* _Your task_:
With the pictures removed, please write out every line below exactly as given.

---------- Given records

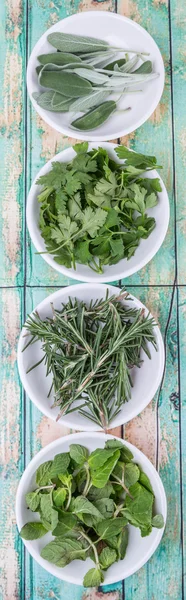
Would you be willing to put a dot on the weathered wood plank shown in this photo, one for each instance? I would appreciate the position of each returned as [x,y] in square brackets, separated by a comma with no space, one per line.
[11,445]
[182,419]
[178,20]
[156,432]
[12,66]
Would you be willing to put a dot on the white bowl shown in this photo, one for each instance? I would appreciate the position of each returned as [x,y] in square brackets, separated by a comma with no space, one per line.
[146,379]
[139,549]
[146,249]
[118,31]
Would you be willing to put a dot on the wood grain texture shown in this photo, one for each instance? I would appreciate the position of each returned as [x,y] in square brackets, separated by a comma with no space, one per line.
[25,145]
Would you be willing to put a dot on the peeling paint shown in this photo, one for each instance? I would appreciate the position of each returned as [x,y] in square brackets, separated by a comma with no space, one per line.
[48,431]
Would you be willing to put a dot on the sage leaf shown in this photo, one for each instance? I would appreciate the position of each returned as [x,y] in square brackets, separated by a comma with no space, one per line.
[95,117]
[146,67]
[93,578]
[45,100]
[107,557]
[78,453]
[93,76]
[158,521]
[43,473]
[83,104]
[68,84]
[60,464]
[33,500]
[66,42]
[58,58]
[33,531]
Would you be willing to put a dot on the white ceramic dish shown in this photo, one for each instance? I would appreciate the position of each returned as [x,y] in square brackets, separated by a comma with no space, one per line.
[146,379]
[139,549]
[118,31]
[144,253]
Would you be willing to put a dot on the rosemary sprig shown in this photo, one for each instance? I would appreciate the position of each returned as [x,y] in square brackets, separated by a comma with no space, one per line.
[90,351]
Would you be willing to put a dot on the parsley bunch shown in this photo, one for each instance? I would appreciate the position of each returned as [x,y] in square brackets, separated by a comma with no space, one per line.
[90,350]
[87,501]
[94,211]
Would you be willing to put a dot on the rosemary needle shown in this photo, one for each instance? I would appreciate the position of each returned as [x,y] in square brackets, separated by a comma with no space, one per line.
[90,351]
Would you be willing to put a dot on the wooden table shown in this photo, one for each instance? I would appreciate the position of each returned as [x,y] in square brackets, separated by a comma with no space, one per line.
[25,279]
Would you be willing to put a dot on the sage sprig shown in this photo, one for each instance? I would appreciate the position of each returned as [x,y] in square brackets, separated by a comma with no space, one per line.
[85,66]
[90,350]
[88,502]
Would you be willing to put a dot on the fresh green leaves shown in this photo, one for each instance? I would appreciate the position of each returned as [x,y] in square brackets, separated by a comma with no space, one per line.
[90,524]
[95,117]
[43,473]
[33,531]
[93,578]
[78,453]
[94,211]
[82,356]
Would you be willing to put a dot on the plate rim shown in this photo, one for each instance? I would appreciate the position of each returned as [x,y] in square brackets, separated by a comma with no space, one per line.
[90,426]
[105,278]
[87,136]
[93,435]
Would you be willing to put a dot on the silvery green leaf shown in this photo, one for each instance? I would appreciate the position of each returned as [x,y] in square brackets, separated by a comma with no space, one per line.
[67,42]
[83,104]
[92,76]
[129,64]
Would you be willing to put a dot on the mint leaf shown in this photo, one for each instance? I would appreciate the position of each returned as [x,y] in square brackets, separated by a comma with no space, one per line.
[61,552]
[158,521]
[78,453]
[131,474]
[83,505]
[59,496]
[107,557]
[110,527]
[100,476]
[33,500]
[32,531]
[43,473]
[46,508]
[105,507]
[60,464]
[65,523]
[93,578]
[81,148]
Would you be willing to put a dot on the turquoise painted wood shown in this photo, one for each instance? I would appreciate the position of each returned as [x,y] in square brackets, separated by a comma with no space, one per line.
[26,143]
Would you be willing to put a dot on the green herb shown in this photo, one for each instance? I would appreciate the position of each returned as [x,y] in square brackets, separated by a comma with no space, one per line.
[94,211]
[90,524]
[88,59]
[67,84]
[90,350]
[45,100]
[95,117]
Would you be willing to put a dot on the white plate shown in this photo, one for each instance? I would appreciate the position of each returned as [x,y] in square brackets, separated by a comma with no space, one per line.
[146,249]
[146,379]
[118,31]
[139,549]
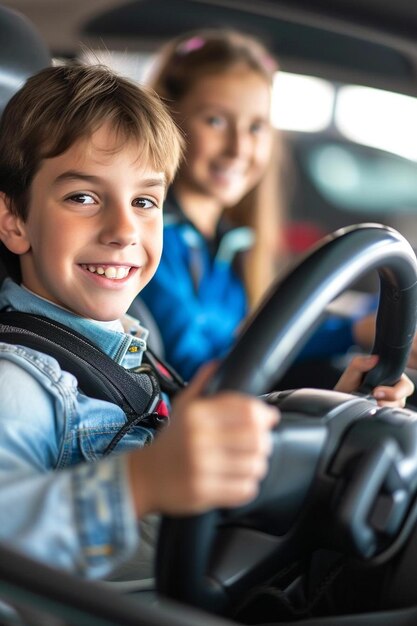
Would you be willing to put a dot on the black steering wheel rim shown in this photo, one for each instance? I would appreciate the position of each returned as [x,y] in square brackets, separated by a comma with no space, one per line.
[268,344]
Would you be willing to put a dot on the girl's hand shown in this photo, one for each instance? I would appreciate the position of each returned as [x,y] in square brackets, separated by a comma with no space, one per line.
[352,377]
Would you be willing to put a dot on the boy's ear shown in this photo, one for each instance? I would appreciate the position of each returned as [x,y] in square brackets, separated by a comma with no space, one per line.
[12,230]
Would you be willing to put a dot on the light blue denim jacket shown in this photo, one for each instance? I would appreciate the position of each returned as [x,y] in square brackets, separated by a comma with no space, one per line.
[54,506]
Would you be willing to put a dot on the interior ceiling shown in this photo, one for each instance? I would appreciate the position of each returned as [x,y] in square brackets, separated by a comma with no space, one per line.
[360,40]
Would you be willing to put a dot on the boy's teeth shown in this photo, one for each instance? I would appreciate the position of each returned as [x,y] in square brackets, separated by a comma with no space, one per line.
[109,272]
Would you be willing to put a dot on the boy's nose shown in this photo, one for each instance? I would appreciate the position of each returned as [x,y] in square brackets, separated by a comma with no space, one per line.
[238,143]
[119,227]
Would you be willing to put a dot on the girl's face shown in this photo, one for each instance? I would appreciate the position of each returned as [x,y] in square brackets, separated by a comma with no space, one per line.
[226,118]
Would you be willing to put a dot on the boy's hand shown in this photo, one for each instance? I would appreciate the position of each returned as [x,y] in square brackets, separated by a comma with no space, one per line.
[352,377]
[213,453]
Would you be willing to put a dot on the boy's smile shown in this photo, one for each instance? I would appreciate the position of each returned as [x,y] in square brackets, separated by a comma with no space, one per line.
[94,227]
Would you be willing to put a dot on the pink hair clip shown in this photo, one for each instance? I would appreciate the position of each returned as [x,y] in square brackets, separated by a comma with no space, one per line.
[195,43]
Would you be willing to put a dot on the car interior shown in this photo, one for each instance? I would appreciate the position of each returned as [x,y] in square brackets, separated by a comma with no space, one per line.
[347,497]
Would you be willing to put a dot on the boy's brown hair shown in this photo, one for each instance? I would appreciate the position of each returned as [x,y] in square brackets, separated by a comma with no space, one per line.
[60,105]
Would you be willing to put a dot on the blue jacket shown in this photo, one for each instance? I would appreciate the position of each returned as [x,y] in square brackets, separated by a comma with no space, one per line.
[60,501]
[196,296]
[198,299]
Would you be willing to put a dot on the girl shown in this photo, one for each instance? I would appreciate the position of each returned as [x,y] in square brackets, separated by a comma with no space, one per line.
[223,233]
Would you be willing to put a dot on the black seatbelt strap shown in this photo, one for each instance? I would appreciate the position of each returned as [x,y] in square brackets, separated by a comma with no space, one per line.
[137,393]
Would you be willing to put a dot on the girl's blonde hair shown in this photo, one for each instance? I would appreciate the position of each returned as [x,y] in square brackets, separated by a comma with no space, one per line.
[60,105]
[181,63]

--------------------

* _Response area_:
Would you be willing to put a dot on the weathered wood plank shown in this photo, one for each instance? I would appreciate the position of each returned as [x,y] in square brackets, separated by a comma with no space, one per line.
[11,445]
[182,419]
[178,20]
[156,432]
[12,66]
Would you be willing to put a dot on the white bowl shown in this photo, one for each instance? I would appreciate the position of each returned as [x,y] in square brackets, separated by a comma with no space, one per line.
[146,379]
[139,549]
[146,249]
[118,31]
Would you be willing to put a dot on the wood grain texture shown in this photo, one for each instance? I would appreciate the position of each returned as [x,y] in square brackets, separated by a comma with no space, one per line.
[25,145]
Would you be willing to put a dot on the peeling paint shown in this photo, one for each instance? I would appreciate the position of each returned as [x,y] in square brackets, separated by a comma with no space, one per line.
[48,431]
Would you be willing to put a dot on the sage leaf shown in this photo, one for each instance? I would appreciate the position of each returned as [x,y] in square brackets, separated by a comma with no space, one per line.
[95,117]
[146,67]
[93,578]
[45,100]
[107,557]
[78,453]
[93,76]
[158,521]
[43,473]
[83,104]
[68,84]
[60,464]
[33,500]
[66,42]
[58,58]
[33,531]
Would you be willing to put a dot on the white ceramic dish shown in this photo, one for each instance? I would appreciate the position of each returned as [x,y] in square brackets, separated by a comma with no space, one per line.
[146,379]
[139,549]
[118,31]
[144,253]
Would you be willing to put a dot on the rosemary sprig shown in this photo, one for each instance? I would appreciate the position of each returned as [x,y] in square brackets, separated by a comma with no space, one per line.
[90,351]
Would you be willing to put a dot on the parsley bunch shown in this photo, one for each instance? I would appreciate the position of each returned as [x,y] in square brackets, separated by a comma with no space, one per line.
[90,350]
[87,501]
[94,211]
Would you be willing to put a dot on the rosemary needle shown in this photo, one for each instance? I would appreciate the position of each returned as [x,y] in square brackets, separated by a comma with no space, one per line.
[90,351]
Would you be willing to put a dot on the wooden table shown in this photo, one for each instance? I would appreciate the position of each returned as [x,y] in square brackets, separated by a comma with no space, one per line.
[25,279]
Would you be willing to put a dot on the sage sprig shown in this photo, one for each instance? I would appreciate the position of each returned as [x,y] in square brackets, separated by a comma with no space, one per line.
[85,66]
[90,350]
[88,502]
Would you be willing to put a dot on the fresh green leaves shown in this photo, one for each instance? I would appreciate the position of each returned as [x,y] in square brackets, separated by a comma with no space, one per line.
[90,524]
[95,117]
[43,473]
[33,531]
[93,578]
[78,453]
[94,211]
[82,356]
Would you be willing to put a dot on the plate rim shown in this photo, one for each instance? I would appreciate the position of each returned as [x,y] in square brackets, separated by a comma with no space, one per line.
[90,426]
[105,278]
[87,136]
[93,435]
Would you be willing to put a dot on the silvery green leaf shown in this photo, one for each instance? I would appreciate the position of each returned as [x,y] in square brackets, separated by a comma with no space, one per line.
[67,42]
[83,104]
[92,76]
[129,64]
Would you be willing to put a dot on the mint leaf shown in this photo, one for each instance? I would appreciate the position of each returned as [x,y] in square brackets, separated by a comma with no space, one per line.
[61,552]
[158,521]
[78,453]
[131,474]
[83,505]
[59,496]
[107,557]
[110,527]
[100,476]
[33,500]
[32,531]
[43,473]
[46,508]
[105,507]
[60,464]
[65,523]
[93,578]
[81,148]
Would you be willing to put a dot on the turquoise painted wood shown in this photo, one for each instance? I would appreciate the position of each returned as [x,y] in square brackets, separated by a comma with no space, one per line.
[26,143]
Would you be willing to put a dot on the green herb shown in this photo, one for each instance? I would appreciate the position of each returned as [x,y] in square brackets, separated by a comma with no space, one per line.
[94,211]
[90,524]
[88,59]
[67,84]
[90,350]
[45,100]
[95,117]
Would you be willing to put a dot on the white plate shown in this photo, one for each instance? I would appreciate the position of each returned as [x,y] in square brackets, separated by a comma with no space, one per line.
[146,249]
[146,379]
[118,31]
[139,549]
Would you be willing to put a dot on the black steering wheel rim shown in this photo, one for each instance? I would appreciate the position of each returned as [x,y] in square brackets, separated by a comma with no space, one per line.
[268,344]
Would you be willing to put a dot on the girl's hand shown in this photo, one for each instance? I would appreciate the position of each returned as [x,y] in square brackets, separated by a comma with no space, one per line.
[352,377]
Would you be willing to put a dot on the boy's ear shown in this photo, one for each instance? I would appreciate the position of each returned as [x,y] in square brackets, separated by a comma with no space, one per line.
[12,230]
Would you be willing to put a dot on the light blue denim jacket shown in this photo, one for each instance? I would appreciate the position of each returned as [x,y] in square brackets, separated by a comma with no space, one per line.
[54,506]
Would you be willing to put a dot on the interior ceiling shown in this photo, one for each instance? I would appreciate the position of each returned as [x,y] in square brackets, separated by a comma with no space, one per line.
[360,40]
Would you be willing to put a dot on the boy's teeth shown in this photo, one for each instance? I would appreciate the position of each returned as [x,y] in square brackets, separated by a comma with no space, one per line.
[109,272]
Would you be willing to put a dot on the boy's nose shown in this photo, one for each instance? I would appreciate the position of each returned as [x,y] in square brackets, separated by a comma with no space, one per line.
[238,143]
[119,227]
Would you be willing to put a dot on the girl's face shown in this photo, one for each instance? I would appreciate the position of each returned as [x,y] in square brackets, separated by a comma with no space, one per line.
[226,118]
Would you be willing to put a dot on the boy's hand shown in this photo, one for each instance? I would appreciate the position of each returned as [x,y] in square brackets, separated by a comma with no space, one per line.
[352,377]
[213,453]
Would you be willing to put a dot on the boy's smile shown in this photo, one for each instance? I would appreciate the position of each returned as [x,y] in square brackets, separated by a comma with no space, one per line.
[94,227]
Would you be willing to put a dot on the pink hair clip shown in this photo, one for each instance? I would appreciate the position of each returned as [x,y] in square brackets, separated by a comma with no space, one per line.
[195,43]
Would you be willing to put a dot on the car interior shown in this photo, one for each instance? I would appreciate the position of each returned as [x,y] in square brackets, separated by a comma with no space, one per line.
[347,497]
Would you be willing to put a dot on the boy's brown hair shown in this photo, one for each instance? I would appreciate the position of each returned as [x,y] in square brackets, separated by a comma with no space, one per line.
[60,105]
Would you be willing to put a dot on the blue jacket shown in this photo, one for each instance? I would appreciate the position of each returned as [x,y] in square brackets, separated by a comma with no space, one per line.
[60,501]
[196,296]
[198,299]
Would you be willing to put a dot on the girl shown in this photo, one for each instance? I would appreciate the position of each returned as [x,y] in square brackets, separated by a comma with no space, one per line.
[223,233]
Would you be willing to put a dot on the black seatbelt strap shown in this photo, one for each instance? I would appreciate the position of each returned as [x,y] in square brackets, separated by a comma with no space, one per line.
[137,393]
Would you be willing to put a dot on the girl's blonde hair shown in this photo, one for each instance? I would appreciate the position of each returned as [x,y] in square brackets, separated by a comma with no space, one per line.
[60,105]
[181,63]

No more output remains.